-- EXERCISE BRIEF --
State how many lines of the records below contain the string "neck". Reply with the number alone.

-- MATERIAL PROVIDED --
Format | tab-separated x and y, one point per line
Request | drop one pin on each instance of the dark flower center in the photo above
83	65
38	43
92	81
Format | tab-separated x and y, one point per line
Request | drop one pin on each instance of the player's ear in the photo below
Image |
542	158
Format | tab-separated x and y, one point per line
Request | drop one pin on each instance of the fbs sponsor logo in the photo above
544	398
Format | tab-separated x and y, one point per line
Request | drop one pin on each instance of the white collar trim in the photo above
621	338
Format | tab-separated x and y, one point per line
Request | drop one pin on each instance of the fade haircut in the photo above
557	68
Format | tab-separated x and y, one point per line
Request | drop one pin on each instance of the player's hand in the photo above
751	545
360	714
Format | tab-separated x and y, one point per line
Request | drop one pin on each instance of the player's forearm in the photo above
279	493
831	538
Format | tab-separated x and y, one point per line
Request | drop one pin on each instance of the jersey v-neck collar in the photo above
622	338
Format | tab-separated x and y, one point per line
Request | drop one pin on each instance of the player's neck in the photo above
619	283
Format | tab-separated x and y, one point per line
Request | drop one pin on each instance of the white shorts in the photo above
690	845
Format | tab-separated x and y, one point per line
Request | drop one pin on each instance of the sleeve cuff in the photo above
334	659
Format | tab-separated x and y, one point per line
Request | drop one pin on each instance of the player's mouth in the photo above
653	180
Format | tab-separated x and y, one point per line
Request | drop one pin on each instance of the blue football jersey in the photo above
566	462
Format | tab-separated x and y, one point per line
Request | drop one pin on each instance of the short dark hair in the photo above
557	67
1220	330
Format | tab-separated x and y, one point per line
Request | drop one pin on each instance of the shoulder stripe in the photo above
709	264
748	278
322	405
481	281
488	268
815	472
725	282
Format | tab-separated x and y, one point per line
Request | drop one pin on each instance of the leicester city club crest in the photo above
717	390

-- REPLY TO THE TASK --
2